• INSTRUCCIONES
Copie íntegramente el texto sobre el flâneur y los pasajes, sin alterar nada.

• TEXTO
********************

3. El flâneur y los pasajes
Si Benjamin le prestó tanta atención al flâneur, hasta el punto de constituir éste todo un capítulo de su libro sobre el París del siglo XIX, no fue sólo para dar cuenta de un tipo urbano característico de una época, sino también para asumir para sí mismo una estrategia que habría de conducirle a un tiempo ya desaparecido. Pero esto pasaba también por un crítica de lo que la flânerie había sido, sólo así se podía convertir en figura heurística.
El verbo flâner, tan resistente a la traducción a nuestro idioma, llegó a París a comienzos del siglo XIX. Procedía del dialecto normando que lo había tomado a su vez del antiguo escandinavo donde flana se refería a la acción de correr de acá para allá sin dirección determinada. En París designará una forma de pasar el tiempo en la ciudad, una manera de tomar la relación tiempo-espacio –“aller de côte et d’autre en perdant son temps”–, que se desarrollaría al menos en tres acepciones: pasear lentamente y sin rumbo, dejar libre la imaginación y divagar, y por último, sencillamente perder el tiempo, “se complaire dans le farniente”.

********************

• MATERIAL FACILITADO

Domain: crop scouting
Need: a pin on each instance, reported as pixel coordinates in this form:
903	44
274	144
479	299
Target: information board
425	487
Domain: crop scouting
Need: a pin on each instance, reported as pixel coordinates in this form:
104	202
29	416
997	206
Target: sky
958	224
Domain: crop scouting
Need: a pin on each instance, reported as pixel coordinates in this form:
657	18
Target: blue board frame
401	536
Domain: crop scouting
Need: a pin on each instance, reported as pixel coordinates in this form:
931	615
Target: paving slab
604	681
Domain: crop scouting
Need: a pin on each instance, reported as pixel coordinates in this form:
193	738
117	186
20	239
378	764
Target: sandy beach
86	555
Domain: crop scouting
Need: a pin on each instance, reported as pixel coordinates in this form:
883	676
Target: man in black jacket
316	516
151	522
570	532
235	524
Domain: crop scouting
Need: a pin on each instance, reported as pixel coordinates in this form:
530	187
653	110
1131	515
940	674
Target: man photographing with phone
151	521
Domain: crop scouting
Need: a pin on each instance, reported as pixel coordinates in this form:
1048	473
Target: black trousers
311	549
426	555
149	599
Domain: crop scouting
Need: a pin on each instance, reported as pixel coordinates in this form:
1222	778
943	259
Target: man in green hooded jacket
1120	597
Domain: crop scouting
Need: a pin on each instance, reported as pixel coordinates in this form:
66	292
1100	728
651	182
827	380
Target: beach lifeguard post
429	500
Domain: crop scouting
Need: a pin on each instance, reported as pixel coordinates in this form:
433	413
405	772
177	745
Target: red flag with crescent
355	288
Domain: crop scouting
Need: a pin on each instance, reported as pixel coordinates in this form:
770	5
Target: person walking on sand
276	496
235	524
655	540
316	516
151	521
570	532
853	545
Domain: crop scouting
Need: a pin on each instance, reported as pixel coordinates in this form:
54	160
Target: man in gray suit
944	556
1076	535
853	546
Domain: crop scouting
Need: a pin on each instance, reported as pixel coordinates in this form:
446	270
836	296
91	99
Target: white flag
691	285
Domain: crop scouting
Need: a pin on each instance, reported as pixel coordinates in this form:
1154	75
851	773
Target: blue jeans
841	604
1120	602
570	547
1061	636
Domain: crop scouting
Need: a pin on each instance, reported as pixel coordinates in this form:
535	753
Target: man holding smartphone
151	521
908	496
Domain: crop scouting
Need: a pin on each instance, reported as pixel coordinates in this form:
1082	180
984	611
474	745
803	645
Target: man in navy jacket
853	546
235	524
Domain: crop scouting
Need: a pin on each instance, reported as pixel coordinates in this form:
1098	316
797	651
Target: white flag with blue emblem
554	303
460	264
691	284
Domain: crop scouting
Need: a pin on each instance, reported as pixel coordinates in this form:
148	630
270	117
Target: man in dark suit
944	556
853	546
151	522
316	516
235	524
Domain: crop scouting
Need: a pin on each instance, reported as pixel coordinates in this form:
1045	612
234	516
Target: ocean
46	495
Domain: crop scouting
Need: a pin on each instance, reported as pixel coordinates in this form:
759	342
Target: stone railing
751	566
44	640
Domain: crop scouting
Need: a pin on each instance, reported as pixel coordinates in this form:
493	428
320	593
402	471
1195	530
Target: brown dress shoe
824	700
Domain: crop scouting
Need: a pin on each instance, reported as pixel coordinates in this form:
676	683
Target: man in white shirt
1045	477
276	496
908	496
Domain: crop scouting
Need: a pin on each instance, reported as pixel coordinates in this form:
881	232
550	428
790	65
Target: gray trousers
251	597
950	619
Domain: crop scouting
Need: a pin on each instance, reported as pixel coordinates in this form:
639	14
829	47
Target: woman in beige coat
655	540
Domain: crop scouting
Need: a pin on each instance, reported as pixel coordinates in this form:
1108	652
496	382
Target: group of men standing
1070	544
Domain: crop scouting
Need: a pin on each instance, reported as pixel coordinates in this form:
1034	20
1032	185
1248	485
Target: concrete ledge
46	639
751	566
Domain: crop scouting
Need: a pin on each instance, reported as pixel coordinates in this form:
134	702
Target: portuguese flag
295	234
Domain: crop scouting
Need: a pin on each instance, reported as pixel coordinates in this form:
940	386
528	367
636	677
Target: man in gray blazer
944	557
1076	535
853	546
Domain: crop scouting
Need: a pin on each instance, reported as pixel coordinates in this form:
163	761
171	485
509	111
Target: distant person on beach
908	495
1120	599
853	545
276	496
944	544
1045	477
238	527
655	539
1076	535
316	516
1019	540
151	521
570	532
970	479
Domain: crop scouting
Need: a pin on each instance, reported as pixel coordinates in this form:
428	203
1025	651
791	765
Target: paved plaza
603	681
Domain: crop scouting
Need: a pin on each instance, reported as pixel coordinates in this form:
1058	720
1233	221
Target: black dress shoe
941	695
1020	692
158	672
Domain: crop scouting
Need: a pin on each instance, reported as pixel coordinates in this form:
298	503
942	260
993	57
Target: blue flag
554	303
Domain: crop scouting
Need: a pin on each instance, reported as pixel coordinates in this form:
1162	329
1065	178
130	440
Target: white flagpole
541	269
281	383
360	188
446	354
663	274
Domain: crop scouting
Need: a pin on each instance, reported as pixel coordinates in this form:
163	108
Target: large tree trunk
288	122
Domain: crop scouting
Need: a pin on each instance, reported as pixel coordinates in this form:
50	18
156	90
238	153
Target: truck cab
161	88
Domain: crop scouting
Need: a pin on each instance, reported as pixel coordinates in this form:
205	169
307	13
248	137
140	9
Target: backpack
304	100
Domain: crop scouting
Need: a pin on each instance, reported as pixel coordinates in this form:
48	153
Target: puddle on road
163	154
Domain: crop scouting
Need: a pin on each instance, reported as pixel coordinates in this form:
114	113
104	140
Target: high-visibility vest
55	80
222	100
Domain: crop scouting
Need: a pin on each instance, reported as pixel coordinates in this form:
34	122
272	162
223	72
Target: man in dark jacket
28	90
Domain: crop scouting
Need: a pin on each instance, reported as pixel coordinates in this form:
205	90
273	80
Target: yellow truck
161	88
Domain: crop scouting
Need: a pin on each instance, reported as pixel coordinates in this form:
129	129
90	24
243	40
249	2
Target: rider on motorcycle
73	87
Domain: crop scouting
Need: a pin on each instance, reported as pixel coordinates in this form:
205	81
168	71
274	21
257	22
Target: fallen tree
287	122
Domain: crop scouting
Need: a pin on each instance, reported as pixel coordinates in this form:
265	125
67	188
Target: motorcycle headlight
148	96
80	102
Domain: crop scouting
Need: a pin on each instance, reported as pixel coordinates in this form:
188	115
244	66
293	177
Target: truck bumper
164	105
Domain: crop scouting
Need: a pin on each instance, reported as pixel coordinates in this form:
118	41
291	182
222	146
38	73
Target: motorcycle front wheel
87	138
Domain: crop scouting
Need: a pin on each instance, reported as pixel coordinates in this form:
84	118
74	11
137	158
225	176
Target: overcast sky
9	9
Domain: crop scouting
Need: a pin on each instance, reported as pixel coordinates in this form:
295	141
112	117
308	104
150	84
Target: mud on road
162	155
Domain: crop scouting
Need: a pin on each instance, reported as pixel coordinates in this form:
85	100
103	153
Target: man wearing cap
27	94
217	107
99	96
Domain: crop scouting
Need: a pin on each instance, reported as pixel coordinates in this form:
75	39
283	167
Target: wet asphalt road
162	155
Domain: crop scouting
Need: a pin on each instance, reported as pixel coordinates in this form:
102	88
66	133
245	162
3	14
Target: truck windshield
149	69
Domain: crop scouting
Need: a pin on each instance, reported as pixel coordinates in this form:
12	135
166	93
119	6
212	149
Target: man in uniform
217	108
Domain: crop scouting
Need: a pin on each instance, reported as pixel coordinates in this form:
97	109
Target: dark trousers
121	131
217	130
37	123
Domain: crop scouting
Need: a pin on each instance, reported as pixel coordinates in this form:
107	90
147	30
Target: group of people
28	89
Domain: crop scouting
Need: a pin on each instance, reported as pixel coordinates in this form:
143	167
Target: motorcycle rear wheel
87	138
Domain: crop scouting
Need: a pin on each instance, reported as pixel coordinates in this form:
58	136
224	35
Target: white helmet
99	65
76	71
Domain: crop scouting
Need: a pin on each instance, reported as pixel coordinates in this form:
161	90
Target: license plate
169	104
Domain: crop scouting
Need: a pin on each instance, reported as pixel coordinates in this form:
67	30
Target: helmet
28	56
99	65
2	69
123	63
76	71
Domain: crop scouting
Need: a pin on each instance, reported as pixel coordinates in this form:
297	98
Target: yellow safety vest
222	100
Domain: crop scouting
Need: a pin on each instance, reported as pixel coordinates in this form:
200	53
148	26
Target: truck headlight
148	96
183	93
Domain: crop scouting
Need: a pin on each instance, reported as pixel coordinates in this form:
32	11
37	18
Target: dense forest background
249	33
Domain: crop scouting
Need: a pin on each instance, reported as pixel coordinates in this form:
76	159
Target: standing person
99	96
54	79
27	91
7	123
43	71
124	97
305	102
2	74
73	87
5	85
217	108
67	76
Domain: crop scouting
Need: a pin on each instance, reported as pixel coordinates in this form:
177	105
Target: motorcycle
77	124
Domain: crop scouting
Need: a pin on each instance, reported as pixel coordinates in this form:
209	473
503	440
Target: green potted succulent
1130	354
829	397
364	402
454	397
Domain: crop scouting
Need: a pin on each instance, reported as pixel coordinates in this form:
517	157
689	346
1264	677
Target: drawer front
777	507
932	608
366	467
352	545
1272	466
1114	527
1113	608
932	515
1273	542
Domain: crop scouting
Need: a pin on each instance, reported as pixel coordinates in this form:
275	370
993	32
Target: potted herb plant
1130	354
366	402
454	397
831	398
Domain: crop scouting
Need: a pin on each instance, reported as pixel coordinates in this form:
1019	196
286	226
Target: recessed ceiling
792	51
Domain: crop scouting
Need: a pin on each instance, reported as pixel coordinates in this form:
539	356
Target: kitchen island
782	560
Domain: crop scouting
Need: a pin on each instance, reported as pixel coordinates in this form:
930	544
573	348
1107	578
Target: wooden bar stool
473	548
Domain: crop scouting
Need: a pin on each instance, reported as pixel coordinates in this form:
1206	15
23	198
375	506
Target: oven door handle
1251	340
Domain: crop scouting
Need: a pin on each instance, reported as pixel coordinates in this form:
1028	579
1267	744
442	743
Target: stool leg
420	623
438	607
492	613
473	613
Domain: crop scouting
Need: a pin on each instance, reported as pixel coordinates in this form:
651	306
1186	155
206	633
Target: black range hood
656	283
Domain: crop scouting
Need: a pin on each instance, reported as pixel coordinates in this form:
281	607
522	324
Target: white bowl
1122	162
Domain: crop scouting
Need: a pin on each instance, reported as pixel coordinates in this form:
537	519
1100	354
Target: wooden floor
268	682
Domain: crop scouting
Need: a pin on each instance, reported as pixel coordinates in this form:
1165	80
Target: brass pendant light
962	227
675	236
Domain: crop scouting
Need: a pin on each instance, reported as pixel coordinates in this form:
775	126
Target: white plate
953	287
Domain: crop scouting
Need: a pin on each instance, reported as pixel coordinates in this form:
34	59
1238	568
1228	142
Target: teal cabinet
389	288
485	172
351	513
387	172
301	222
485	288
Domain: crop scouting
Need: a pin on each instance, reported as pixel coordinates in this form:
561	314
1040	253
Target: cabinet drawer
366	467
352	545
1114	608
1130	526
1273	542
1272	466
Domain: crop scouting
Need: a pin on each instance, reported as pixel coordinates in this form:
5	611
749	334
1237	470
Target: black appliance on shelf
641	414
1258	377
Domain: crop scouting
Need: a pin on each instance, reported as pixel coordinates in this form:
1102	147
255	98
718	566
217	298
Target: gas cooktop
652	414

********************

• SOLUCIÓN
3. El flâneur y los pasajes
Si Benjamin le prestó tanta atención al flâneur, hasta el punto de constituir éste todo un capítulo de su libro sobre el París del siglo XIX, no fue sólo para dar cuenta de un tipo urbano característico de una época, sino también para asumir para sí mismo una estrategia que habría de conducirle a un tiempo ya desaparecido. Pero esto pasaba también por un crítica de lo que la flânerie había sido, sólo así se podía convertir en figura heurística.
El verbo flâner, tan resistente a la traducción a nuestro idioma, llegó a París a comienzos del siglo XIX. Procedía del dialecto normando que lo había tomado a su vez del antiguo escandinavo donde flana se refería a la acción de correr de acá para allá sin dirección determinada. En París designará una forma de pasar el tiempo en la ciudad, una manera de tomar la relación tiempo-espacio –“aller de côte et d’autre en perdant son temps”–, que se desarrollaría al menos en tres acepciones: pasear lentamente y sin rumbo, dejar libre la imaginación y divagar, y por último, sencillamente perder el tiempo, “se complaire dans le farniente”.